Task instructions
The full data, repeated exactly, is the only answer needed.

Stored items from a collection

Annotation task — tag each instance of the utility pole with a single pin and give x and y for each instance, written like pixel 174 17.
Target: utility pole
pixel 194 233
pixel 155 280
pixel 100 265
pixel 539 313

Result
Annotation task — tag each instance of the utility pole with a single pin and give x and y for each instance, written like pixel 174 17.
Target: utility pole
pixel 194 233
pixel 155 280
pixel 100 265
pixel 539 313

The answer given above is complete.